● 任务要求
把下面所有的行逐字原样重复一遍，答案里不要包含图片。
········
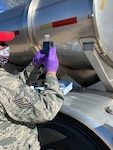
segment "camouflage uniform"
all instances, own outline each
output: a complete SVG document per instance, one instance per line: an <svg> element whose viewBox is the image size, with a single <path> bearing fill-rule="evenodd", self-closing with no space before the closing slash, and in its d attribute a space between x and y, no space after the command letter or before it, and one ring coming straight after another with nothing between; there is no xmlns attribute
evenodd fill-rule
<svg viewBox="0 0 113 150"><path fill-rule="evenodd" d="M32 69L26 70L23 81ZM36 124L52 120L63 99L54 75L46 75L45 91L38 93L0 68L0 150L40 150Z"/></svg>

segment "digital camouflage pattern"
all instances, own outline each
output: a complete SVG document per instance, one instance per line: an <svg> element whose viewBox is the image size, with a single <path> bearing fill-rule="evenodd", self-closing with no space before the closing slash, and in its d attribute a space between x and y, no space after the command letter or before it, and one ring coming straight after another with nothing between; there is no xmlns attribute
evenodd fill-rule
<svg viewBox="0 0 113 150"><path fill-rule="evenodd" d="M63 99L56 76L46 75L38 93L0 68L0 150L40 150L36 124L52 120Z"/></svg>

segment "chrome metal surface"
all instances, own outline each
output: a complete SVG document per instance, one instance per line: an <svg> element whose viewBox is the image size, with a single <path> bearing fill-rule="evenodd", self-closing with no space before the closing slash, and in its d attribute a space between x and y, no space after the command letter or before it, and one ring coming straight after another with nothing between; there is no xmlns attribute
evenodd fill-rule
<svg viewBox="0 0 113 150"><path fill-rule="evenodd" d="M70 92L65 96L61 112L75 118L97 134L113 149L113 115L105 108L113 99L98 94Z"/></svg>

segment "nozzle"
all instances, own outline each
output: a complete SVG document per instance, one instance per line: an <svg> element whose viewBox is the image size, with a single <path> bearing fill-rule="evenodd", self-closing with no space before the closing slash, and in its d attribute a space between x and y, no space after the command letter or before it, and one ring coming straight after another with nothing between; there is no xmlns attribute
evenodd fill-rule
<svg viewBox="0 0 113 150"><path fill-rule="evenodd" d="M49 41L50 35L45 35L45 41Z"/></svg>

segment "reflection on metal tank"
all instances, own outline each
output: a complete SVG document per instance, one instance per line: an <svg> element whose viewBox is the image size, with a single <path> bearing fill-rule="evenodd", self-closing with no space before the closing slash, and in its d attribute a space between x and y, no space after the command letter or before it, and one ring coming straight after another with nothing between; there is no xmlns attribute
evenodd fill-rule
<svg viewBox="0 0 113 150"><path fill-rule="evenodd" d="M95 71L84 53L84 42L94 42L98 54L112 64L112 6L112 0L32 0L1 13L0 29L17 35L9 43L10 62L27 65L49 34L57 46L60 74L68 70L73 79L86 81ZM61 71L62 67L66 69Z"/></svg>
<svg viewBox="0 0 113 150"><path fill-rule="evenodd" d="M88 17L91 13L92 0L32 0L27 6L0 14L0 28L17 34L9 43L10 61L25 64L31 59L31 47L42 46L44 35L49 34L57 45L62 65L74 69L90 68L79 39L94 36L92 19Z"/></svg>

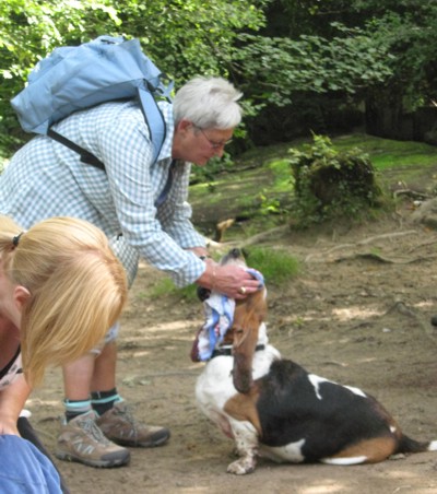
········
● 本题结果
segment "camouflage uniform"
all instances, own outline each
output: a complete SVG document per instance, one instance per line: an <svg> element whose viewBox is the image size, with a single <path> bearing fill-rule="evenodd", self-closing with no space before the closing slash, and in its d attribute a space between x and y, no space after the command letter or before it, and one ring coming straight after another with nothing between; there is no xmlns attribute
evenodd fill-rule
<svg viewBox="0 0 113 150"><path fill-rule="evenodd" d="M32 69L26 70L23 81ZM36 124L52 120L63 99L54 75L46 75L45 91L38 93L0 68L0 150L40 150Z"/></svg>

segment "digital camouflage pattern"
all instances, own outline each
output: a complete SVG document per instance, one instance per line: an <svg> element whose viewBox is the image size, with a single <path> bearing fill-rule="evenodd", self-closing with no space before the closing slash, and in its d attribute a space between x and y, no space after the command letter or before it, and one ring coming straight after another with nothing between; there is no xmlns attribute
evenodd fill-rule
<svg viewBox="0 0 113 150"><path fill-rule="evenodd" d="M63 99L56 76L46 75L38 93L0 68L0 150L40 150L36 124L52 120Z"/></svg>

segment "chrome metal surface"
all instances, own outline each
output: a complete SVG document per instance, one instance per line: an <svg> element whose viewBox is the image size, with a single <path> bearing fill-rule="evenodd", self-closing with no space before the closing slash, and in its d attribute a space between x and y, no space after the command letter or before it, and one ring coming straight after another with nothing between; there is no xmlns attribute
evenodd fill-rule
<svg viewBox="0 0 113 150"><path fill-rule="evenodd" d="M70 92L65 96L61 112L75 118L97 134L113 149L113 115L105 108L113 99L98 94Z"/></svg>

segment "nozzle"
all instances, own outline each
output: a complete SVG document per instance, one instance per line: an <svg> element whose viewBox is the image size, with a single <path> bearing fill-rule="evenodd", self-closing with no space before the closing slash, and in its d attribute a space between x and y, no space after the command letter or before it, and one ring coming straight after another with nothing between; there is no xmlns attribute
evenodd fill-rule
<svg viewBox="0 0 113 150"><path fill-rule="evenodd" d="M49 41L50 35L45 35L45 41Z"/></svg>

segment "reflection on metal tank"
all instances, own outline each
output: a complete SVG document per instance, one instance per line: an <svg> element whose viewBox is the image size, with a single <path> bearing fill-rule="evenodd", self-closing with no space before the closing slash, and in its d attribute a space between x and y, no space after the command letter or before it, and one ring coming straight after another with nothing between; there is no xmlns attribute
evenodd fill-rule
<svg viewBox="0 0 113 150"><path fill-rule="evenodd" d="M95 71L84 53L84 42L94 42L98 54L112 64L112 6L112 0L32 0L1 13L0 29L17 35L9 43L10 62L27 65L49 34L57 46L60 74L68 70L73 79L86 81ZM61 71L62 67L66 69Z"/></svg>
<svg viewBox="0 0 113 150"><path fill-rule="evenodd" d="M88 17L91 13L92 0L32 0L27 6L0 14L0 28L17 34L9 43L10 61L25 64L31 59L31 47L42 46L44 35L49 34L57 45L62 65L74 69L90 68L79 39L94 36L92 19Z"/></svg>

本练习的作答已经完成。